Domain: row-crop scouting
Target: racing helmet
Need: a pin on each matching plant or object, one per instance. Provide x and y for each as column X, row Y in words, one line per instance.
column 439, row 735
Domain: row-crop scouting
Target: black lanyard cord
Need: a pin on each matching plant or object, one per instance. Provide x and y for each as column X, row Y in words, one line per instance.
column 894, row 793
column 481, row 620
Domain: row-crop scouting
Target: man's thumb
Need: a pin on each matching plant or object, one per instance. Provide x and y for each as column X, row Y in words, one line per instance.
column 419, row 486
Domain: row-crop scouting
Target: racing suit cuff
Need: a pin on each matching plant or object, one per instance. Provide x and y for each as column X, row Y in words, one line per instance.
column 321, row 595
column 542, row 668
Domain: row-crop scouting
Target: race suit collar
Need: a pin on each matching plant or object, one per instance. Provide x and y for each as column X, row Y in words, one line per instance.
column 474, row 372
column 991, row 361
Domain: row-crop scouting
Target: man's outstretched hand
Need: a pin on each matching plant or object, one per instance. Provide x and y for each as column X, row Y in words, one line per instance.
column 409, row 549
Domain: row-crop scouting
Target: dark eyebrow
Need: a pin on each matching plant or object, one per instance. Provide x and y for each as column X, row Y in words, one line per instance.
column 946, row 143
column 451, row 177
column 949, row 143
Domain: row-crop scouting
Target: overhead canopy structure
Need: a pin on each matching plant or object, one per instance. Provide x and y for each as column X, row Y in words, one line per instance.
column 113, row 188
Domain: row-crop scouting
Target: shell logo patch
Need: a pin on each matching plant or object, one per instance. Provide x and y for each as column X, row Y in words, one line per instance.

### STATED EXERCISE
Reproduce all of the data above word for word, line by line, in its original order.

### RESULT FOR THIS TASK
Domain: row-crop scouting
Target: racing helmet
Need: a pin on each matching plant or object, one per instance. Provide x and y for each as column X, row Y in words, one line per instance.
column 439, row 735
Domain: row-crop scouting
Target: black lanyard cord
Need: a pin on each matching plant or object, one per instance. Provide x and y for each as column X, row Y in words, one line per instance.
column 894, row 793
column 481, row 620
Domain: row-crop scouting
Target: man's thumb
Need: a pin on each matching plant or object, one per instance. Provide x and y for each as column X, row Y in words, one line per instance.
column 419, row 486
Domain: row-crop scouting
Target: racing suit cuff
Need: a pin on each matching plant or object, one per instance. Provide x and y for each as column X, row Y in words, one line per instance.
column 321, row 595
column 542, row 668
Domain: row-crop scouting
Target: race suit collar
Need: a pin on each matching plant or object, one per instance. Provide x and y for each as column X, row Y in words, one line per instance.
column 474, row 372
column 991, row 361
Domain: row-crop scouting
Target: man's outstretched hand
Need: a pin on each matching plant or object, one per instance. Provide x and y for each as column X, row Y in words, one line per instance.
column 409, row 549
Domain: row-crop scouting
Target: dark eyebrow
Need: a pin on each matching plant or object, one per instance. Provide x and y for each as column X, row Y in words, one line per instance.
column 946, row 143
column 451, row 177
column 949, row 143
Domain: row-crop scouting
Target: overhead canopy structure
Need: a pin on each matching plant or object, one per instance. Provide x and y for each as column X, row Y in words, one line per instance.
column 113, row 188
Domain: row-crop scouting
Target: shell logo patch
Need: a pin on each matching plant or object, one per instance. Provide x and y for each as column X, row Y in words, one line per instance.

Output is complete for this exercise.